- Extract to read
SIERRA LEONE EMBASSY, RUSSIA FOR THE PERIOD 1ST JANUARY, 2008 – 31 DECEMBER, 2010
1. Poor Financial Performance
A VSL was not maintained even though a computerized system of Commitment Control had not been adopted by the embassy. Quarterly expenditures were not planned as monies were spent on an adhoc basis. A Cash Book was not maintained and Bank Reconciliations were not carried out.
We highly recommended that the Vote Controller should provide an explanation as to why the Mission had never operated a VSL or computerized system. He was also to explain the basis on which he had been preparing the financial returns to the Ministry of Foreign Affairs and International Cooperation.
We recommended further that the VSL or its equivalent in computerized accounting system, be put in place immediately upon the approval of the Accountant General and this office be informed of such an action.
The HOC in his response stated that there was no professionally trained accountant from the AGD working in the Embassy as in other counterpart institutions. He added that he combined his duties as Vote Controller with that of accounting and book keeping. Furthermore he said, with such a situation, there was bound to be lapses in the administration of accounting methods which was going to be rectified.
The HOC also noted the observation of the ASSL as regards considering the management system and that the Head Office intended to deploy a professionally trained accountant from the AGD to fill in the gaps.
On the issue of VSLs, the HOC informed the ASSL that for a long period of time, VSLs had not been available in the Embassy which had resorted to other forms of accounting and transparency. He stressed that efforts had been made to get supplies of the VSL from the AGD in order to operate in line with regulations and ASSL’s recommendations pertaining to a computerized system in lieu of the VSL.
2. Financial Management Reports
There were no records to indicate that quarterly financial returns were prepared and sent to the Accountant General. In addition, the Financial Reporting Templates were not used by the embassy. This was in violation of the instruction of the Accountant General in a circular referenced AGD/RC/FA/10/06 of 19th May, 2010.

- Task data
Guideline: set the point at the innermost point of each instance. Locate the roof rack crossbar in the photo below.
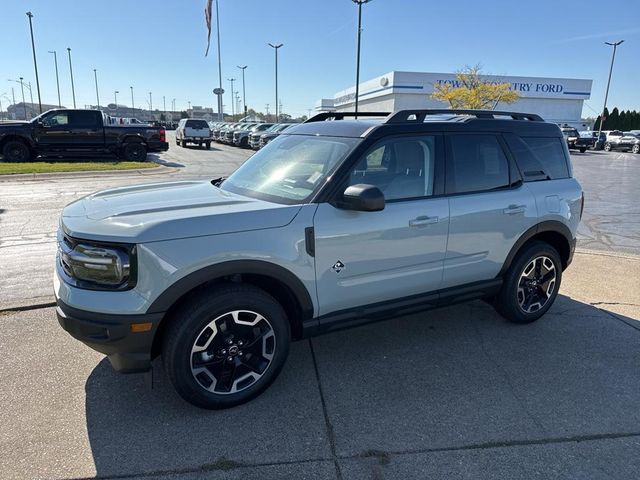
(403, 116)
(322, 116)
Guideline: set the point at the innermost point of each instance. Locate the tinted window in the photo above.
(401, 167)
(84, 119)
(541, 155)
(477, 163)
(197, 124)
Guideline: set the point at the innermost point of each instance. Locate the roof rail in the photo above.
(420, 115)
(322, 116)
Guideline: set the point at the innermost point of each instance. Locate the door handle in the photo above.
(513, 209)
(423, 220)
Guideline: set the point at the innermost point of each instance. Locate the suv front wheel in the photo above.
(531, 284)
(226, 347)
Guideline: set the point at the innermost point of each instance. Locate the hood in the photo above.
(166, 211)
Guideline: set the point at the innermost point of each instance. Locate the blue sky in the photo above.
(159, 46)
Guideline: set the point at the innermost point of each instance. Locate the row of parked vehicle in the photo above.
(606, 140)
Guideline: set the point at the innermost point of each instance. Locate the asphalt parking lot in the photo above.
(452, 393)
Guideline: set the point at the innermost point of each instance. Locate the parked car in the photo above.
(268, 136)
(332, 224)
(628, 142)
(194, 131)
(78, 132)
(241, 137)
(575, 141)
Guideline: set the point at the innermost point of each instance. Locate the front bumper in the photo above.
(111, 334)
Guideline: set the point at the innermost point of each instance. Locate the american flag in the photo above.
(207, 19)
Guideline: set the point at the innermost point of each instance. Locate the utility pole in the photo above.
(606, 95)
(276, 47)
(244, 95)
(95, 76)
(73, 90)
(35, 62)
(359, 2)
(55, 60)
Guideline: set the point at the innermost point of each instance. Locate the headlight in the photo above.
(97, 266)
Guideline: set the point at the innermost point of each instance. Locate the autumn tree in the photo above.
(471, 91)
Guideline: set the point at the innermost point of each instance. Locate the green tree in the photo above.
(473, 91)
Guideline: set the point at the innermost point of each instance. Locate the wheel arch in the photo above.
(555, 233)
(277, 281)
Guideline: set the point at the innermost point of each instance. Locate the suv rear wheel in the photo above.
(531, 284)
(226, 347)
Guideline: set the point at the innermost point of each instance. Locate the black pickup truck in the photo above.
(79, 133)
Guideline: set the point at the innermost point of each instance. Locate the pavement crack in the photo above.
(327, 420)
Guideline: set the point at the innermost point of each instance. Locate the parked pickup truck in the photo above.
(78, 132)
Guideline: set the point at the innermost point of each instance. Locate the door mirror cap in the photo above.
(362, 198)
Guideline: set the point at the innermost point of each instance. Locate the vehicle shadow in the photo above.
(456, 376)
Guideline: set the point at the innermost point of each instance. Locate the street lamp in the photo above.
(606, 95)
(55, 60)
(95, 76)
(35, 62)
(233, 112)
(244, 96)
(359, 2)
(73, 90)
(276, 47)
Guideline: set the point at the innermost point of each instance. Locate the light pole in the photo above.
(276, 47)
(359, 2)
(244, 95)
(95, 76)
(233, 112)
(606, 95)
(35, 62)
(73, 89)
(55, 61)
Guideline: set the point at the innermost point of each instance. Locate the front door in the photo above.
(370, 257)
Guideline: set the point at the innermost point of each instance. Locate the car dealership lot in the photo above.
(455, 392)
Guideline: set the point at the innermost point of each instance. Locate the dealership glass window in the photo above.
(402, 167)
(476, 163)
(544, 155)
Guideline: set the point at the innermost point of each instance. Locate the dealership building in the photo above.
(557, 100)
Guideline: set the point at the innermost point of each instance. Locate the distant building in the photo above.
(557, 100)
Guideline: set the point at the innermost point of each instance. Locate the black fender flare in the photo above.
(234, 267)
(546, 226)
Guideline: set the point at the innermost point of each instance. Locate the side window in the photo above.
(477, 163)
(403, 168)
(544, 155)
(56, 119)
(86, 118)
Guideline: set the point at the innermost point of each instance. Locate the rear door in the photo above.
(490, 207)
(364, 258)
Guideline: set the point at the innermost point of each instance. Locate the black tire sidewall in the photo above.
(188, 324)
(507, 300)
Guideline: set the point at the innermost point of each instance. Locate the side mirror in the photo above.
(362, 198)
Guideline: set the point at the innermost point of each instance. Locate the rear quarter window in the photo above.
(539, 158)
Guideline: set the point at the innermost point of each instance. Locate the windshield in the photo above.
(290, 169)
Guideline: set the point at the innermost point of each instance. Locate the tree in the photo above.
(472, 91)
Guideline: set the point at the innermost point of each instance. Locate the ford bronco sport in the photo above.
(337, 222)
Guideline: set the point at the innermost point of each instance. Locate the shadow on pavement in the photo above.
(453, 378)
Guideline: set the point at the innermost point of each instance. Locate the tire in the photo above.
(134, 152)
(226, 307)
(17, 151)
(525, 298)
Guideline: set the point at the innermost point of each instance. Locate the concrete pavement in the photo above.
(451, 393)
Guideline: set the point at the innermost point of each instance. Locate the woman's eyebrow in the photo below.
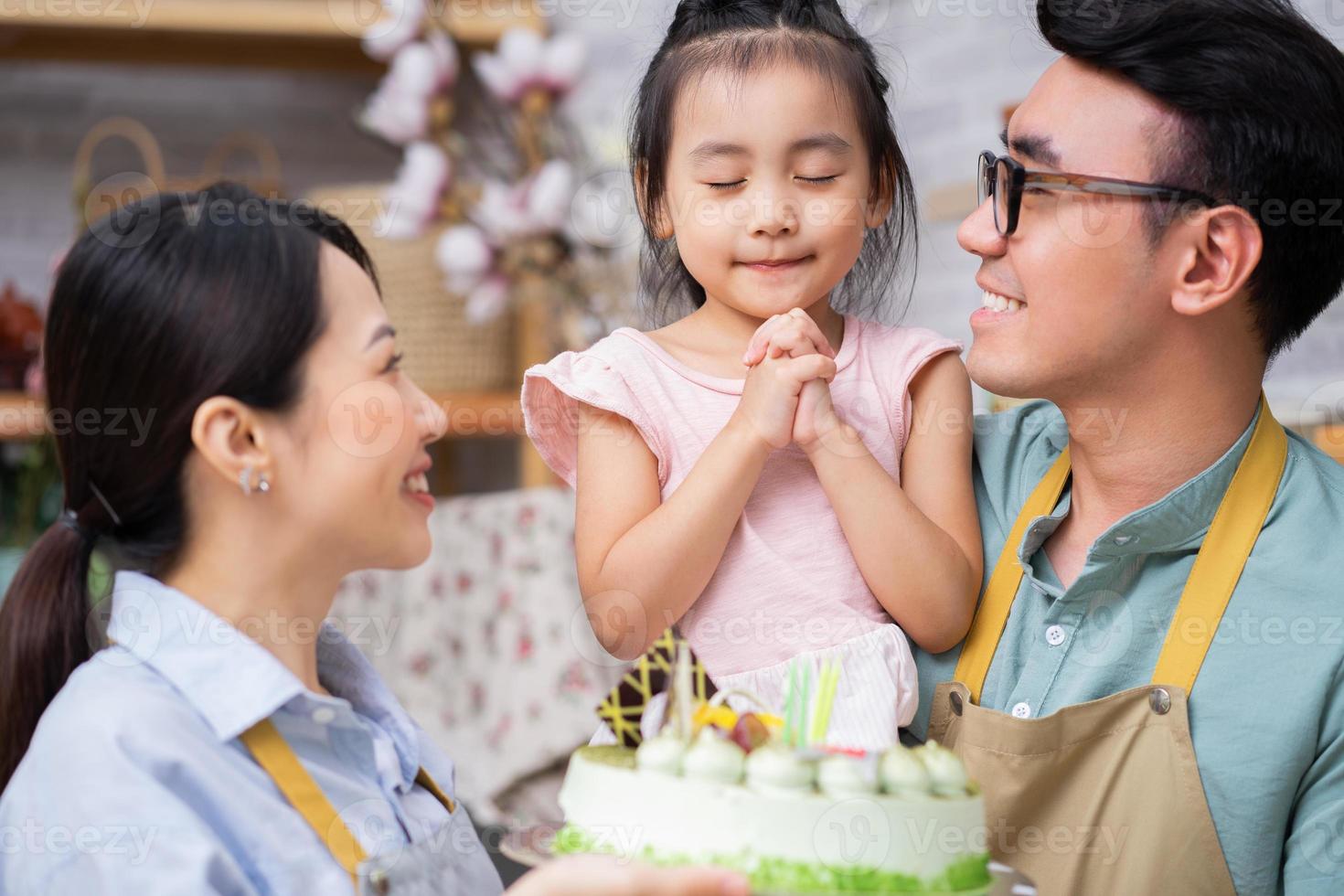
(379, 334)
(828, 142)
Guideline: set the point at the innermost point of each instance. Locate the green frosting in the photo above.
(966, 876)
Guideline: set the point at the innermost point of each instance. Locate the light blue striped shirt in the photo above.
(136, 781)
(1267, 707)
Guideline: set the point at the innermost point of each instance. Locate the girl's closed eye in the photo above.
(738, 183)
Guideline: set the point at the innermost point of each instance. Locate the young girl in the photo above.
(820, 506)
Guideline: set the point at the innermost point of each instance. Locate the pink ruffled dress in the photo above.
(788, 584)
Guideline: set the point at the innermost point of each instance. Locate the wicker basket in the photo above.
(443, 351)
(96, 199)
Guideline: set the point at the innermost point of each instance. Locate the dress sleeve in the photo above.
(551, 394)
(917, 349)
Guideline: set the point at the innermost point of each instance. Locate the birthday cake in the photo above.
(763, 795)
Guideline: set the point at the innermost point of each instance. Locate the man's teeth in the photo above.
(997, 303)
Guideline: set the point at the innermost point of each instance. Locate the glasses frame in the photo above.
(1019, 176)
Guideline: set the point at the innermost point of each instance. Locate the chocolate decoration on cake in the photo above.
(623, 709)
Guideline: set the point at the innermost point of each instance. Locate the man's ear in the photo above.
(1223, 249)
(229, 437)
(657, 220)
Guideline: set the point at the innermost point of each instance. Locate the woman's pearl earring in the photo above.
(245, 481)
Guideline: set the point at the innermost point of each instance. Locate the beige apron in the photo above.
(1105, 797)
(441, 864)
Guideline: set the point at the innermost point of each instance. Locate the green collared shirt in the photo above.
(1267, 707)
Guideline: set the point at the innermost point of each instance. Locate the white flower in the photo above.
(464, 255)
(397, 27)
(395, 116)
(525, 59)
(535, 206)
(414, 197)
(414, 71)
(549, 194)
(400, 108)
(563, 60)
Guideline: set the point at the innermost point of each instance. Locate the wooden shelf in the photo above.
(288, 34)
(469, 415)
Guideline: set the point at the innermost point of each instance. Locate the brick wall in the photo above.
(955, 63)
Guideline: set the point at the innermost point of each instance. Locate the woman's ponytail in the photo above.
(45, 635)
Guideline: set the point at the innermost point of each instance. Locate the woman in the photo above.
(234, 438)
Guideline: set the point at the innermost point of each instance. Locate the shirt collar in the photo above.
(1176, 520)
(231, 680)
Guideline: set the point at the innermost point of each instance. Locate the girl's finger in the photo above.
(811, 367)
(811, 328)
(791, 341)
(760, 340)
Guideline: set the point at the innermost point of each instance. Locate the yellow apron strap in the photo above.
(992, 615)
(279, 761)
(1220, 563)
(428, 784)
(1232, 534)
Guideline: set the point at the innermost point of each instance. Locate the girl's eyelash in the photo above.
(738, 183)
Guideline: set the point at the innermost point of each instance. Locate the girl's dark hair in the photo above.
(741, 37)
(156, 308)
(1260, 100)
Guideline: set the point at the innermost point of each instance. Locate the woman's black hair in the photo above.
(741, 37)
(1260, 100)
(156, 308)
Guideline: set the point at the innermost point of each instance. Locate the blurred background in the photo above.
(477, 146)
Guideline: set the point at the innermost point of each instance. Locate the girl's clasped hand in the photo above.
(788, 384)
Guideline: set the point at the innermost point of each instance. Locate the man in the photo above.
(1146, 314)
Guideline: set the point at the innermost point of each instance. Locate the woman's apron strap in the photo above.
(279, 761)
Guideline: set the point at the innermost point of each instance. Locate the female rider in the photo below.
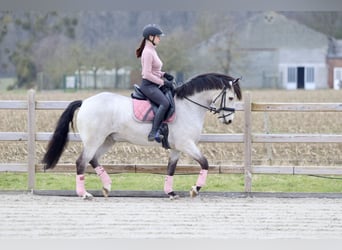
(152, 77)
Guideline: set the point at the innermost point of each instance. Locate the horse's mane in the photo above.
(207, 82)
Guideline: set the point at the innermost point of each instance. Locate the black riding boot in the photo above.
(158, 119)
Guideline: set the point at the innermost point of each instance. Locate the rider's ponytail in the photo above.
(139, 50)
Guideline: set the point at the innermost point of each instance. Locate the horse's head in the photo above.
(224, 91)
(224, 103)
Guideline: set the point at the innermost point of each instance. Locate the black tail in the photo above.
(59, 139)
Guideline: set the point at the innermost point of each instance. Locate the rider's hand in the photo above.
(168, 84)
(168, 76)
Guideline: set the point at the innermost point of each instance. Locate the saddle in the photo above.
(144, 110)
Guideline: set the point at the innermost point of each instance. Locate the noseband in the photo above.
(222, 107)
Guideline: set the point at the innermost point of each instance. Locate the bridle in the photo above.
(222, 107)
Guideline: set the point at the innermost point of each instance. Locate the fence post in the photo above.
(31, 142)
(248, 142)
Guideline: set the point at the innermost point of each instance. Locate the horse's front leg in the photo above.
(202, 178)
(171, 168)
(192, 150)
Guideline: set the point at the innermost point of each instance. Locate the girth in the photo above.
(138, 94)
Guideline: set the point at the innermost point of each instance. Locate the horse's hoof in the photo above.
(193, 191)
(87, 196)
(173, 197)
(105, 192)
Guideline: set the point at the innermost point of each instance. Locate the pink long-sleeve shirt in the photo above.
(151, 64)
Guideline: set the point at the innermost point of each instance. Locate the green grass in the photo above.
(155, 182)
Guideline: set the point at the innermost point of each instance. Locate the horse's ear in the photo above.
(237, 80)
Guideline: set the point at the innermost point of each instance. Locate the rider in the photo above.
(152, 77)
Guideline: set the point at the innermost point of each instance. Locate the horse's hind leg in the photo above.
(195, 153)
(100, 171)
(171, 168)
(80, 177)
(88, 154)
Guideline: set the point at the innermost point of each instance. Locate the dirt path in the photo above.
(28, 216)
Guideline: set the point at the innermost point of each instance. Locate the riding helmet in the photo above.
(151, 30)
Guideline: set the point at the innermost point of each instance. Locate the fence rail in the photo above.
(31, 136)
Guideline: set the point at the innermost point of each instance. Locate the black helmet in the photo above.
(151, 30)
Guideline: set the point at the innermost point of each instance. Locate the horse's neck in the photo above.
(193, 110)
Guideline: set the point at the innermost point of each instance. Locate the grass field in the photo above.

- To be done
a: In the audit report on the Sierra Leone embassy in Russia, which circular did the embassy break by not using the Financial Reporting Templates?
b: In the entries, edit the lines from the one containing "path in the photo above." through the last line of the entries, inclusive, by replacing "fence rail" with "wooden fence" and changing nothing else. Return only those lines.

- Answers for the tasks
a: The Accountant General's circular referenced AGD/RC/FA/10/06 of 19th May, 2010.

b:
Guideline: set the point at the innermost point of each instance. Locate the dirt path in the photo above.
(28, 216)
Guideline: set the point at the innermost point of each instance. Locate the riding helmet in the photo above.
(151, 30)
Guideline: set the point at the innermost point of each instance. Locate the wooden fence in the photo above.
(31, 136)
Guideline: set the point at the innermost point of each instance. Locate the black helmet in the photo above.
(151, 30)
Guideline: set the point at the innermost point of each instance. Locate the horse's neck in the photo above.
(193, 110)
Guideline: set the point at the innermost point of each instance. Locate the grass field in the photo above.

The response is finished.